■ Exercise brief ■
Only the lines from the one containing "Can you find the black adidas" through the final line of the material below should be output, exactly as they stand.

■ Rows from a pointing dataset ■
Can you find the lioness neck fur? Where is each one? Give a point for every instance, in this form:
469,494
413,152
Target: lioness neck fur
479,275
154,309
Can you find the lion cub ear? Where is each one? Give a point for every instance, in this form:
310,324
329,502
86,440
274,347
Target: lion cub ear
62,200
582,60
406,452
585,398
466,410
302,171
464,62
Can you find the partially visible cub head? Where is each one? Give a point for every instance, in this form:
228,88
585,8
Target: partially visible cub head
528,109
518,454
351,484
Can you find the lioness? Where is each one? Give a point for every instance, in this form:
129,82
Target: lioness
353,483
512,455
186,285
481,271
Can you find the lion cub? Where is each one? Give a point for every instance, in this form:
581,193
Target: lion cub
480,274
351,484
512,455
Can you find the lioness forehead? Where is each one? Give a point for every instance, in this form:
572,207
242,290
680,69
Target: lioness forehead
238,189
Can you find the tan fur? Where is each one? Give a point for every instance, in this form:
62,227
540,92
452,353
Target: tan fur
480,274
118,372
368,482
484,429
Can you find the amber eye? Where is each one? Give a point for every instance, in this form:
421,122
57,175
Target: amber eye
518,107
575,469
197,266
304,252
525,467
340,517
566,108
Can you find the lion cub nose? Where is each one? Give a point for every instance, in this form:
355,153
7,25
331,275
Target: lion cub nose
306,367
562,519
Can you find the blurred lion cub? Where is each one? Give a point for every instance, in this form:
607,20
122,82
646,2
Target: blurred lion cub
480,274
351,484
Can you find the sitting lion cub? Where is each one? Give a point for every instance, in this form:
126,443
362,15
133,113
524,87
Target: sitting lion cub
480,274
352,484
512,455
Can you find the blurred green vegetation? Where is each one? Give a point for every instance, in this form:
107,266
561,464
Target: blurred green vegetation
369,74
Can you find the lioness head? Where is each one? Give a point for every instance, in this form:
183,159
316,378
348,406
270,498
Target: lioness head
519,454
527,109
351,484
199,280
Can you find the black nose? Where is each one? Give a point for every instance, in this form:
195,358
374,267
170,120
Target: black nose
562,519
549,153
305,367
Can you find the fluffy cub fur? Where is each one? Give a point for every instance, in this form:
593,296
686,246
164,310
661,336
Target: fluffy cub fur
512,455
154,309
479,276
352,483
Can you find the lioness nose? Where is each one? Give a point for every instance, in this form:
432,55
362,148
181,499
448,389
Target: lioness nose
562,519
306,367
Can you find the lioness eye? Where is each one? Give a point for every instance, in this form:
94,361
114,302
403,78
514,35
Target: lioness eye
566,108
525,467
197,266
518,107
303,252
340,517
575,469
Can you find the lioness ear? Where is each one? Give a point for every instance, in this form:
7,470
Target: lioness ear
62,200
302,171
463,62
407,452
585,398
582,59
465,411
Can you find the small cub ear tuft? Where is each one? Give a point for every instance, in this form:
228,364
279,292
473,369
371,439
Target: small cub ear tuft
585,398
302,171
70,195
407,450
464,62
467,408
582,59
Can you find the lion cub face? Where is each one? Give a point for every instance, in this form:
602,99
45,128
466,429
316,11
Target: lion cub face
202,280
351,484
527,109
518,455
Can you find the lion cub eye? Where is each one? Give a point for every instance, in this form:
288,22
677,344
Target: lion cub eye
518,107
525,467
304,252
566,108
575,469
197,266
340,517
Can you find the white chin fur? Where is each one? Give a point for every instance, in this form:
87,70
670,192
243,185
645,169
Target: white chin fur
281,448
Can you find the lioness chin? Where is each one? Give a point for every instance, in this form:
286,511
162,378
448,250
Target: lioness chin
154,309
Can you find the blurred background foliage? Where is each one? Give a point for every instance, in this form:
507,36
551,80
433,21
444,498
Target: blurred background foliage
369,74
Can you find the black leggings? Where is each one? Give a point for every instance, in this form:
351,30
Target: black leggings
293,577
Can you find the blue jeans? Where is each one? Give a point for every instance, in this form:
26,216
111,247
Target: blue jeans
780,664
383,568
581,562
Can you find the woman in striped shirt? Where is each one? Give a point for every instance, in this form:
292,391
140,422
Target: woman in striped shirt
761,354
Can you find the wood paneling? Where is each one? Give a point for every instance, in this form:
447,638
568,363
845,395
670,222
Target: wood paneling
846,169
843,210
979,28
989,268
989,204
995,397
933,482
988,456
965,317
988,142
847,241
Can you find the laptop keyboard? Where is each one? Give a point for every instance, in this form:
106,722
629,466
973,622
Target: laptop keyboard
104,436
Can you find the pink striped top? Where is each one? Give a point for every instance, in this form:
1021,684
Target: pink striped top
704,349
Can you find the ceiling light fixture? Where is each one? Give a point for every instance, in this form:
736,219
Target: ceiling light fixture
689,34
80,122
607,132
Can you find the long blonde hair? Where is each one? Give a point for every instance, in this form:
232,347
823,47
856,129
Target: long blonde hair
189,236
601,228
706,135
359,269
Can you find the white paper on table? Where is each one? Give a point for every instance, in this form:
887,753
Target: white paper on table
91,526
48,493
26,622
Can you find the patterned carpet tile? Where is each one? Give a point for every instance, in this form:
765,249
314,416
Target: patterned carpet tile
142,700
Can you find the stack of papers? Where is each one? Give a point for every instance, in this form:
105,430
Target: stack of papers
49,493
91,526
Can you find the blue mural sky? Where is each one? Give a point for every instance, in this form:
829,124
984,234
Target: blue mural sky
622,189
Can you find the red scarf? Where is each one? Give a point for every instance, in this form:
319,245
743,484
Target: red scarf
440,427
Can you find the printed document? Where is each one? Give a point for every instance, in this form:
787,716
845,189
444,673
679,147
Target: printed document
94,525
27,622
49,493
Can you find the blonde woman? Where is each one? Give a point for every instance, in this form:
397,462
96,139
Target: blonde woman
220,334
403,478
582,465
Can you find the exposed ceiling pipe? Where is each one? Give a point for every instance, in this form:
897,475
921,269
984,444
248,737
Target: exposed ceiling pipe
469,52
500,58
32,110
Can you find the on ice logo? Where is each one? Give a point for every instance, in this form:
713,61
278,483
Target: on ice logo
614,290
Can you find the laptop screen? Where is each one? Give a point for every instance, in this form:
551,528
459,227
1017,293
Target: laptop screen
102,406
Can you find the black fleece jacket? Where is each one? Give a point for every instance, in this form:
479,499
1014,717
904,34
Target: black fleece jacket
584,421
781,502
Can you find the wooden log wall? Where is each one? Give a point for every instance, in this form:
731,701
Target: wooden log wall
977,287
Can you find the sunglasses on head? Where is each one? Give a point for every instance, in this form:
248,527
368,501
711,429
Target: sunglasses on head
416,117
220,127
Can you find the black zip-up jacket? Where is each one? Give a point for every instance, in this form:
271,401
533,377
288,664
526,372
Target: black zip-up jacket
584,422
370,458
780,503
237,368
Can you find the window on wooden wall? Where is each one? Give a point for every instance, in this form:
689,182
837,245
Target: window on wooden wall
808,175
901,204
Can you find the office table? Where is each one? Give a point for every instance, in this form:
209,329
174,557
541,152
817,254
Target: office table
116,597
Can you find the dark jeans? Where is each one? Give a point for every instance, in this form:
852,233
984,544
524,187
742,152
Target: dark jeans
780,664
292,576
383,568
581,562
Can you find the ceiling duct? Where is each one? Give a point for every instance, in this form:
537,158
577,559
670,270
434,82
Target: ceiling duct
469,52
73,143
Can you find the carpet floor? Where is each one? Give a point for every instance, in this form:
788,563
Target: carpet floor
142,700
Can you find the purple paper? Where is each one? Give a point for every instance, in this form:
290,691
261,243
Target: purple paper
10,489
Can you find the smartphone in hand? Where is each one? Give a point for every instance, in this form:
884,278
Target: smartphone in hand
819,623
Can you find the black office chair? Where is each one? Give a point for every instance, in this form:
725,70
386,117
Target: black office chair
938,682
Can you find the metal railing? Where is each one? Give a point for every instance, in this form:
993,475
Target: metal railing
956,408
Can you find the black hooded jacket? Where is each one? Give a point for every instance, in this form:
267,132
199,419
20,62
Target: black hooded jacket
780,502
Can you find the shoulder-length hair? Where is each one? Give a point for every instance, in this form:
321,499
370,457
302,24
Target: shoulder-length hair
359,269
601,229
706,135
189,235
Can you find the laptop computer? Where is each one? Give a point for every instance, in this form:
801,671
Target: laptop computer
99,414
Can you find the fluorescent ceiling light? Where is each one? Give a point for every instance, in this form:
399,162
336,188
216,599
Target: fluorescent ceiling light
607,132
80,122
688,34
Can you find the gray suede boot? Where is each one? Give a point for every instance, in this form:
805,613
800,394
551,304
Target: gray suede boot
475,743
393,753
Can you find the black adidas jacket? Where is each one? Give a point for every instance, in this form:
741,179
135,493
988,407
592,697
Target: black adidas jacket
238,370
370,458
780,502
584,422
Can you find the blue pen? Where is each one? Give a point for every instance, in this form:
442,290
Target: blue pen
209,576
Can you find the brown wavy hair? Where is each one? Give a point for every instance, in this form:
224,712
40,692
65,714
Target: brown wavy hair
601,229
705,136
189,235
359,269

■ Exercise response ■
Can you find the black adidas jacket? Where is each one? Give a point for every instance, in this form:
741,179
135,493
988,407
592,697
Target: black adidas jacket
238,370
370,458
780,502
584,422
Can you find the blue pen? Where is each one? Give a point for every instance, in this form:
442,290
Target: blue pen
209,576
Can you find the brown wavy hair? Where is each one? Give a point for every instance, in this form:
224,712
40,692
65,714
Target: brown wavy hair
601,229
705,136
189,235
359,269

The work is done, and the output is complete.